# Supplied text

Start of Block

B. Appropriate Remedy: Imposition of a Constructive Trust

[89] The remedy for unjust enrichment is restitutionary in nature and can take one of two forms: personal or proprietary. A personal remedy is essentially a debt or a monetary obligation — i.e. an order to pay damages — that may be enforced by the plaintiff against the defendant (Sorochan v. Sorochan, 1986 CanLII 23 (SCC), [1986] 2 S.C.R. 38, at p. 47). In most cases, this remedy will be sufficient to achieve restitution, and it can therefore be viewed as the “default” remedy for unjust enrichment (Lac Minerals, at p. 678; Kerr, at para. 46).

[90] In certain cases, however, a plaintiff may be awarded a remedy of a proprietary nature — that is, an entitlement “to enforce rights against a particular piece of property” (McInnes, The Canadian Law of Unjust Enrichment and Restitution, at p. 1295). The most pervasive and important proprietary remedy for unjust enrichment is the constructive trust — a remedy which, according to Dickson J. (as he then was),
is imposed without reference to intention to create a trust, and its purpose is to remedy a result otherwise unjust. It is a broad and flexible equitable tool which permits courts to gauge all the circumstances of the case, including the respective contributions of the parties, and to determine beneficial entitlement.

(Pettkus, at pp. 843-44)
[91] While the constructive trust is a powerful remedial tool, it is not available in all circumstances where a plaintiff establishes his or her claim in unjust enrichment. Rather, courts will impress the disputed property with a constructive trust only if the plaintiff can establish two things: first, that a personal remedy would be inadequate; and second, that the plaintiff’s contribution that founds the action is linked or causally connected to the property over which a constructive trust is claimed (PIPSC, at para. 149; Kerr, at paras. 50-51; Peter, at p. 988). And even where the court finds that a constructive trust would be an appropriate remedy, it will be imposed only to the extent of the plaintiff’s proportionate contribution (direct or indirect) to the acquisition, preservation, maintenance or improvement of the property (Kerr, at para. 51; Peter, at pp. 997-98).
. DBDC Spadina Ltd. v. Walton

In DBDC Spadina Ltd. v. Walton (Ont CA, 2018) the Court of Appeal considered constructive trusts as a remedy for breach of fiduciary duty:
[135] The DBDC Applicants contest these constructive trust dispositions. They submit that the Application Judge erred in granting the constructive trusts in favour of DeJong, arguing that:
(a) there was no unjust enrichment at the expense of the DeJong Companies resulting from the misappropriation of the DeJong investments;

(b) the diverted DeJong investments could not be linked to the acquisition, preservation, maintenance or improvement of any property owned by a DeJong Company;

(c) DeJong had other available remedies as against the Waltons and the DeJong Companies; and

(d) the interests of other creditors and third parties would be adversely affected by the award of a proprietary remedy in priority to all other claims.

End of Block

# Exercise
Could you carry on the passage about constructive trusts as a remedy, picking up right after its final line?

# Data extract
Start of Block

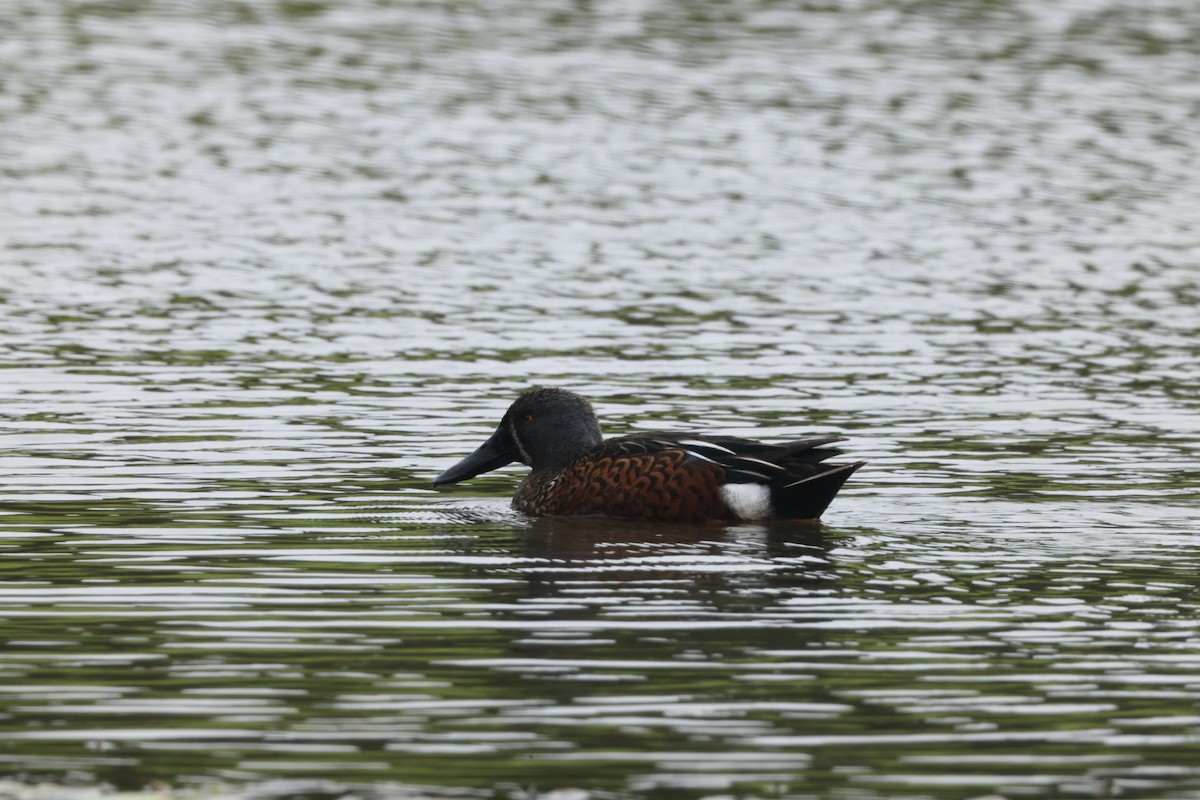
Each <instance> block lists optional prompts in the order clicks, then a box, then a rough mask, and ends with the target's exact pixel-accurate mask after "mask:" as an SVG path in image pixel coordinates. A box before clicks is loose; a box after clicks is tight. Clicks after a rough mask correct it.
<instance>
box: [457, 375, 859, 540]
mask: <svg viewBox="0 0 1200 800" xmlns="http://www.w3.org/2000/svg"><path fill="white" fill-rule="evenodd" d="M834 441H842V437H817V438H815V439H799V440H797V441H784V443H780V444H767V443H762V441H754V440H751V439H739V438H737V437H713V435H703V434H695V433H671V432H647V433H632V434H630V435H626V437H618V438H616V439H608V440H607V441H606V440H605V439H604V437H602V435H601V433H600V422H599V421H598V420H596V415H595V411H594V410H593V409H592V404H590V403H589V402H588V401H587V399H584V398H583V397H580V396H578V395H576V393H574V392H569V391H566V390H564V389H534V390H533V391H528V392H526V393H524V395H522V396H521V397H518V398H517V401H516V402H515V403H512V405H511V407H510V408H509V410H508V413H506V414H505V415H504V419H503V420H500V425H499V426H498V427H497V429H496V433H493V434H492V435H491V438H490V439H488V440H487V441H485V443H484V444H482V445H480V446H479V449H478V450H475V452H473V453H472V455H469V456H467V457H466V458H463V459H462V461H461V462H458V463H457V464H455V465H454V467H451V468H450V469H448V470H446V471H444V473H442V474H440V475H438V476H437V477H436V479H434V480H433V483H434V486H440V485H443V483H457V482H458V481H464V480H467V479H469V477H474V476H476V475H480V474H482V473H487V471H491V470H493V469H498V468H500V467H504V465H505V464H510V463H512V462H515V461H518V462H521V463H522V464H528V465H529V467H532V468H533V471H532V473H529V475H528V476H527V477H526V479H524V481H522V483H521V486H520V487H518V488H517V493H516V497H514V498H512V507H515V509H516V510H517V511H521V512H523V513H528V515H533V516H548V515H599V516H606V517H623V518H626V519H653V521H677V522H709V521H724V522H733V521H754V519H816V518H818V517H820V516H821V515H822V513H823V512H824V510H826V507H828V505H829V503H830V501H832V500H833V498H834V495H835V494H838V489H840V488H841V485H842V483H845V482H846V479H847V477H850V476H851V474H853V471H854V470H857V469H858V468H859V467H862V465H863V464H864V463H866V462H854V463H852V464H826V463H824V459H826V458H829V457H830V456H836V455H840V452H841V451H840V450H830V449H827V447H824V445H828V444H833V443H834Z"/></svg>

End of Block
Start of Block

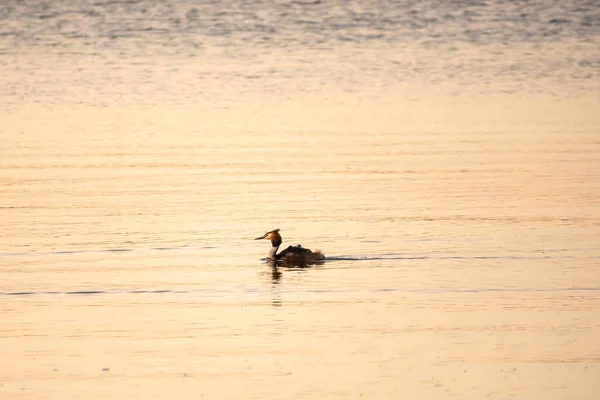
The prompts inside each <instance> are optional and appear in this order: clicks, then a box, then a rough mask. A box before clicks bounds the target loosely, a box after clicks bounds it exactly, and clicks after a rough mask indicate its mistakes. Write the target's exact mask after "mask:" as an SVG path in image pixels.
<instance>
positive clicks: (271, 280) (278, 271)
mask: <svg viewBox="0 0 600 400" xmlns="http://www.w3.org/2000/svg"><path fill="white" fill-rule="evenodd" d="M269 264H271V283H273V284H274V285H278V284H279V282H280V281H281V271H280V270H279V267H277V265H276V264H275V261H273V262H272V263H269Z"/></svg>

End of Block

# Answer to the problem
[136] The Application Judge did not grant constructive trusts over the properties owned by the DeJong Companies on the basis of unjust enrichment. In the case of 3270 American Drive, this was because the equity funds advanced by DeJong for the purchase of that property were diverted elsewhere and not used for that purpose (it was Dr. Bernstein’s investments that were improperly diverted and used to purchase 3270 American Drive, leading to the granting of a constructive trust in the DBDC Applicants’ favour over the property). In the case of 324 Prince Edward Drive, 260 Emerson Avenue and 777 St. Clarens Avenue, the DeJong monies were utilized, in part, for the purchase of the respective properties, but this did not constitute an unjust enrichment because the funds were intended to be used for that purpose.

[137] Instead, the Application Judge granted constructive trusts in favour of DeJong against the foregoing properties as a remedy for breach of fiduciary duty. In doing so, he relied upon the well-accepted principle that a constructive trust remedy is not restricted to circumstances in which there has been an unjust enrichment, but may be imposed as well “to hold persons in different situations to high standards of trust and probity and prevent them from retaining property which in ‘good conscience’ they should not be permitted to retain”, and can “aris[e] on breach of a fiduciary relationship”: Soulos v. Korkontzilas, 1997 CanLII 346 (SCC), [1997] 2 S.C.R. 217, at paras. 17 and 19.

[138] However, in Indalex Ltd., Re, 2013 SCC 6, [2013] 1 S.C.R. 271, the Supreme Court of Canada revisited the factors to be taken into account by a court when imposing a constructive trust as a remedy for breach of fiduciary duty. Speaking for the majority on this point, Cromwell J. held at para. 227 that “a remedial constructive trust for a breach of fiduciary duty is only appropriate if the wrongdoer’s acts give rise to an identifiable asset which it would be unjust for the wrongdoer (or sometimes a third party) to retain.”[12] Concurring on this point, Deschamps J. affirmed, at para. 78, that “[i]t is settled law that proprietary remedies are generally awarded only with respect to property that is directly related to a wrong or that can be traced to such property.”

[139] The decision whether to impose a constructive trust is discretionary, and there is no question that a judge of first instance is entitled to considerable appellate deference in the exercise of that discretion, absent an error in principle. Respectfully, I have come to the conclusion that the Application Judge erred in principle in two respects when he imposed a constructive trust in favour of DeJong in these circumstances: first, in his failure to apply the Indalex principle that the fiduciary’s wrongful acts must give rise to an identifiable asset; secondly, in his failure to give effect or consideration to the interests of other creditors and third parties, and to the fact that DeJong had other remedies available to it.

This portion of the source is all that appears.